(GIVEN DATA Opens)

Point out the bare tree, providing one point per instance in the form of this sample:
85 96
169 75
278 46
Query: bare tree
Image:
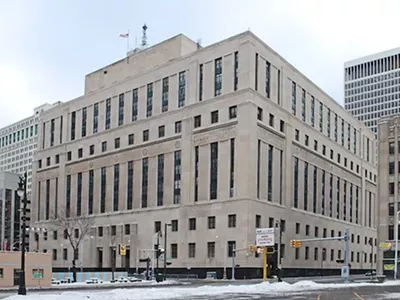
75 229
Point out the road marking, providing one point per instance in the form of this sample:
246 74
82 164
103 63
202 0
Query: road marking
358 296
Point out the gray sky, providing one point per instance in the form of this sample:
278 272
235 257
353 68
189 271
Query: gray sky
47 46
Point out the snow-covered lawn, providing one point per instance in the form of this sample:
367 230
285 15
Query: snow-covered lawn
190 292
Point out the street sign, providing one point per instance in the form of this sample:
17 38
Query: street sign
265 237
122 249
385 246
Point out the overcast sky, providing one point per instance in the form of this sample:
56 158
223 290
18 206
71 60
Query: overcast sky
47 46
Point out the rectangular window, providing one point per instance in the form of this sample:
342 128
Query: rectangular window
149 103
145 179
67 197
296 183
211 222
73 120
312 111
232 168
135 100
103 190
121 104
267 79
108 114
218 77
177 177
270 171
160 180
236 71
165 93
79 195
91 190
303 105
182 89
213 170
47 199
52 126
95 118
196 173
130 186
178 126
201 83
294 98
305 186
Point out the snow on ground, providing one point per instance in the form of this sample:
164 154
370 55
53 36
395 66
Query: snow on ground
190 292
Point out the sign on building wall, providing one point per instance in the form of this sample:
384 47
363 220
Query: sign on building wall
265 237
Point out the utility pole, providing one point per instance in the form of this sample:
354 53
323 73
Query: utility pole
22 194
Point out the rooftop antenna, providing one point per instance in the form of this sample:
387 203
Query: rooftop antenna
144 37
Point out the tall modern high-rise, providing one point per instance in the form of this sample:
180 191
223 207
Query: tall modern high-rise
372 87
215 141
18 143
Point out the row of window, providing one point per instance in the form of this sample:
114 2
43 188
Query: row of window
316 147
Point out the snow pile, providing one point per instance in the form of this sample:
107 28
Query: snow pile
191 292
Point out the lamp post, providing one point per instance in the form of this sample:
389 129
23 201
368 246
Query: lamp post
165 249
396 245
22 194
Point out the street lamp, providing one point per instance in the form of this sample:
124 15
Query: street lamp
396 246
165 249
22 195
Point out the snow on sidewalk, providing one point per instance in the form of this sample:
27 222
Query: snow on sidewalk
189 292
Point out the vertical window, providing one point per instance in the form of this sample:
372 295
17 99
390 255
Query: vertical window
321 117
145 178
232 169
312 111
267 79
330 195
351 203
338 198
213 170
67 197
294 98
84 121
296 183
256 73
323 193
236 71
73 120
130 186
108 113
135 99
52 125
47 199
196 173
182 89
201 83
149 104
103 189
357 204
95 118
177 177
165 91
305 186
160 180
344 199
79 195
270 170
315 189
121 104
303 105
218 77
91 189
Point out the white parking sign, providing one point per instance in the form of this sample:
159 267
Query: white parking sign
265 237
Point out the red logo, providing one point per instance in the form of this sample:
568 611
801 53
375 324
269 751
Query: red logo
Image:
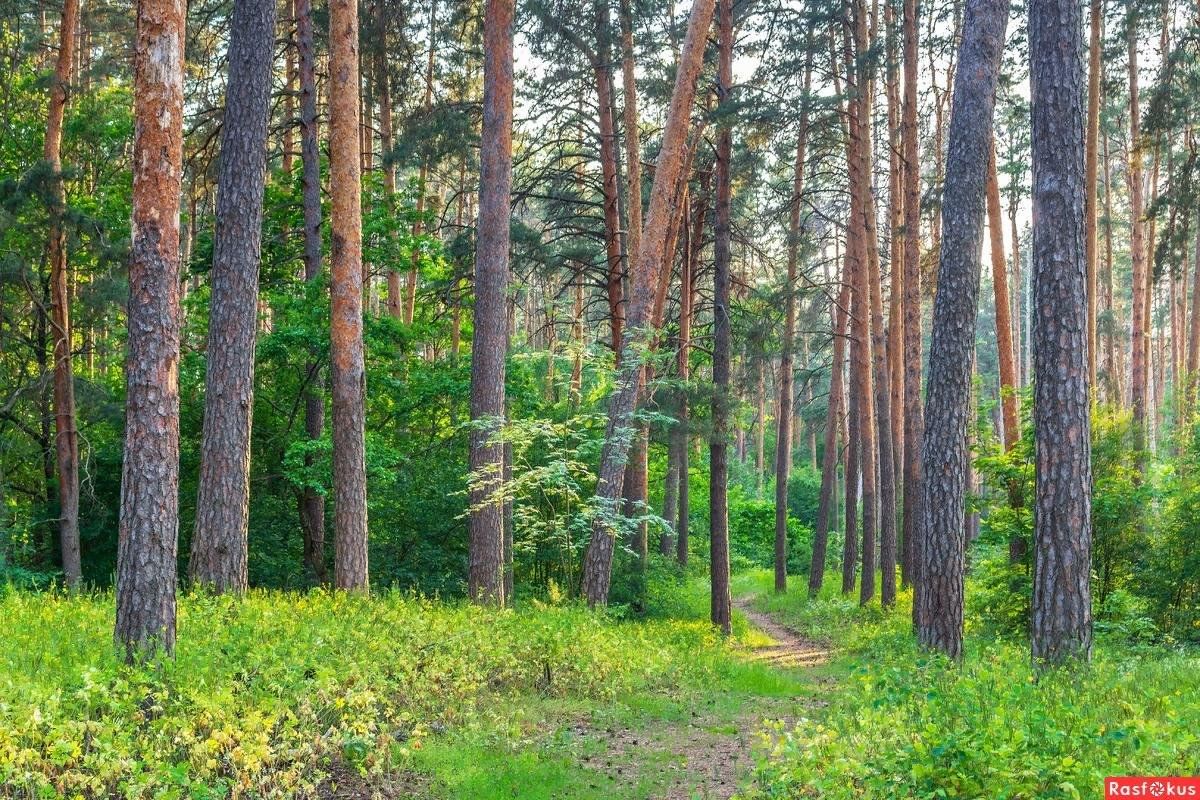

(GIVEN DATA Closes)

**YOUR INSTRUCTIONS:**
Look through the records for the string "logo". Copy every line that has it.

**ANSWER FOR THIS EXERCISE:**
Point out the red logo, providing one point per instance in the form of this sample:
Query: red logo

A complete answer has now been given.